▶ What to work on
Reproduce only the part that opens with the line containing "of the cloud" and closes with the line containing "column 56, row 44", replacing "pixel coordinate pair" with "pixel location" throughout and leaving everything else unchanged.
▼▼▼
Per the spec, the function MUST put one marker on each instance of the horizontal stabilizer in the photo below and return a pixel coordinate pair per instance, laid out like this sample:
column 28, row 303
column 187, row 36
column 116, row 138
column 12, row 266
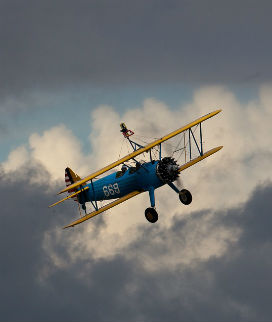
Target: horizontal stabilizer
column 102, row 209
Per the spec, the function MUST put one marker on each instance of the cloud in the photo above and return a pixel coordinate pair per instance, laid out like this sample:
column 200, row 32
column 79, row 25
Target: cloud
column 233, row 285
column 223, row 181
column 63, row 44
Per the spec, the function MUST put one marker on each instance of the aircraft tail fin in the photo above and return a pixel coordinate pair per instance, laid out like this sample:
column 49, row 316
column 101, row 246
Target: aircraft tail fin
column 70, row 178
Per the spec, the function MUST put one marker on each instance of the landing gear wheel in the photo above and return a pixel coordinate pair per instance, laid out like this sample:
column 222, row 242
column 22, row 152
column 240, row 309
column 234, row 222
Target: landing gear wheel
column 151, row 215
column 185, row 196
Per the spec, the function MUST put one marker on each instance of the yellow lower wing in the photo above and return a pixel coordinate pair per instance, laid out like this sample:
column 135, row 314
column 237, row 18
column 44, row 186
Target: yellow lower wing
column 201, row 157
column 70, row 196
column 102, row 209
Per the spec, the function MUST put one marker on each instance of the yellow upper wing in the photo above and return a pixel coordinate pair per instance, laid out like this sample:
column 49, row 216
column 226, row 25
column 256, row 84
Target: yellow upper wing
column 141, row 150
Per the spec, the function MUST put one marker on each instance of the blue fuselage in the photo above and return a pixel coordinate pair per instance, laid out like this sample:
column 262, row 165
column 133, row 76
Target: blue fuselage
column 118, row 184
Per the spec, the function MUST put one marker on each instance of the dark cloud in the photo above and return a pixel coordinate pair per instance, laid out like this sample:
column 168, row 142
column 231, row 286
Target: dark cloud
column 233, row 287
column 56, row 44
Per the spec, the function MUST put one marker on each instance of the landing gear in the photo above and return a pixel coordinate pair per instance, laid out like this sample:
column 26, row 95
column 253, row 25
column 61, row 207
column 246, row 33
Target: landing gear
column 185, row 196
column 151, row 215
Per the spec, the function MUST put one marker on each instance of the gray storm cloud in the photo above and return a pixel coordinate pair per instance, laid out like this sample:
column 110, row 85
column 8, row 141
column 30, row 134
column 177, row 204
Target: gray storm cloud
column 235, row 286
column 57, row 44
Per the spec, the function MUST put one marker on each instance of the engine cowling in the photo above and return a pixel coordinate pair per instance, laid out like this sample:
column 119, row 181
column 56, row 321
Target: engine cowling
▲▲▲
▼▼▼
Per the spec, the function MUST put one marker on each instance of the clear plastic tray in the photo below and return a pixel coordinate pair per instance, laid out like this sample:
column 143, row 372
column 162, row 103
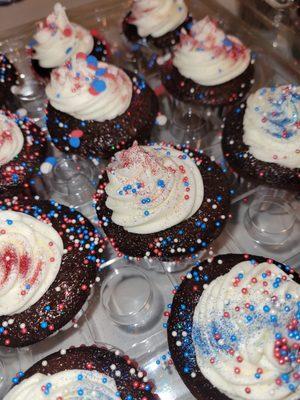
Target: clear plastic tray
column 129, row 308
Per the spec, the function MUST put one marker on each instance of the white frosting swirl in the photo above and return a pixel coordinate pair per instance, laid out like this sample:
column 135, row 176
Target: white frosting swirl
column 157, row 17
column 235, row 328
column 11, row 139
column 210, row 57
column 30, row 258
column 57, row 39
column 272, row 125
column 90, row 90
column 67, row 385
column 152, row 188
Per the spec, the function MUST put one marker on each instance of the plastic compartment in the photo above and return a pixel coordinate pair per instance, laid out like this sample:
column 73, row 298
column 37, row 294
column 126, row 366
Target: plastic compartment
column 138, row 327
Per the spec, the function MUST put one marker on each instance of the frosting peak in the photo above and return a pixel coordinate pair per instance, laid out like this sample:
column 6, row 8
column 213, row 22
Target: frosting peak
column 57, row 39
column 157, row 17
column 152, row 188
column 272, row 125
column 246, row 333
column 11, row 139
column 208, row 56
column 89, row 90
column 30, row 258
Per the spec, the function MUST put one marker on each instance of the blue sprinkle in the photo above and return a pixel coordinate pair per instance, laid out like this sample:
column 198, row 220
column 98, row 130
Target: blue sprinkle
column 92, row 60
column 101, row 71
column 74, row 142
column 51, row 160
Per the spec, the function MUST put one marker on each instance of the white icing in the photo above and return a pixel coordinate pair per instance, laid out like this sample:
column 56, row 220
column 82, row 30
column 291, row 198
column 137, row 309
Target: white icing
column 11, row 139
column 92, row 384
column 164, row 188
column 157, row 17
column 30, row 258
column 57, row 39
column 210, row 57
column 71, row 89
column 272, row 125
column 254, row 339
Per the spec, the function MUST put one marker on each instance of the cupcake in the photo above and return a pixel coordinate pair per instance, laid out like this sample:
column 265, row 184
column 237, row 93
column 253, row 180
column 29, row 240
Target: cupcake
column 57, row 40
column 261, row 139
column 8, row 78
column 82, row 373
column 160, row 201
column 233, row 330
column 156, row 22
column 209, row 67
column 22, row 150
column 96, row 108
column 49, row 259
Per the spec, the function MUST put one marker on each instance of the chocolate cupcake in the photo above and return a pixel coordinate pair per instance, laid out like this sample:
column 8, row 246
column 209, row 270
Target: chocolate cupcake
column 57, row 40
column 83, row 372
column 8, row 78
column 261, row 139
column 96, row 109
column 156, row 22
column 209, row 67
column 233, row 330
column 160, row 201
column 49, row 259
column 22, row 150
▲▲▲
▼▼▼
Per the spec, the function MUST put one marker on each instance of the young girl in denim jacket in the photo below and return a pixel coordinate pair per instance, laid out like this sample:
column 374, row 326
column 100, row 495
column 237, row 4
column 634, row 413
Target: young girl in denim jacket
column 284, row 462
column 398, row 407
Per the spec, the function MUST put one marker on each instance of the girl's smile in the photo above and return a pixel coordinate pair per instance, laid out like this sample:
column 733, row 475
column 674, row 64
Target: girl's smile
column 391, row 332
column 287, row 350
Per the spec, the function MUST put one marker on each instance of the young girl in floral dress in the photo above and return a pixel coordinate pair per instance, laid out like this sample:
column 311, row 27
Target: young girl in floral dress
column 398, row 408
▲▲▲
▶ Exercise result
Per the spec, the function MUST put one marker on each instance of the cloud in the photo above and return a pixel location per instance, laid out like this sample:
column 200, row 32
column 79, row 25
Target: cloud
column 233, row 285
column 223, row 181
column 63, row 44
Per the spec, the function MUST put one marker on each instance of the aircraft tail fin in the photo above and return a pixel location per instance, laid out like this sample:
column 49, row 316
column 101, row 246
Target: aircraft tail fin
column 70, row 178
Per the spec, the function MUST put one marker on each instance of the landing gear wheel in the photo above and return a pixel location per instance, laid out like this sample:
column 222, row 242
column 22, row 152
column 240, row 309
column 234, row 222
Target: landing gear wheel
column 151, row 215
column 185, row 196
Per the spec, the function MUST put one marker on each instance of the yellow lower wing in the photo above and return a pixel location per instance, laid out like this sample:
column 135, row 314
column 237, row 18
column 44, row 186
Target: yellow lower wing
column 201, row 157
column 70, row 196
column 102, row 209
Per the spec, the function MUST put one marker on each instance of the yellow upper wing in the photo above and return a pixel location per instance, laid out like this sample:
column 49, row 216
column 226, row 25
column 256, row 84
Target: yellow upper wing
column 141, row 150
Per the spec, the function MUST put one marker on each instance of the blue fuselage in the photo above and return a pixel location per instance, laid out like this sample:
column 262, row 165
column 133, row 76
Target: blue fuselage
column 118, row 184
Per the spec, the function MUST put one marker on each instance of the dark cloud in the photo above and return a pixel location per instance, laid out like this sample:
column 168, row 142
column 231, row 286
Target: dark cloud
column 233, row 287
column 56, row 44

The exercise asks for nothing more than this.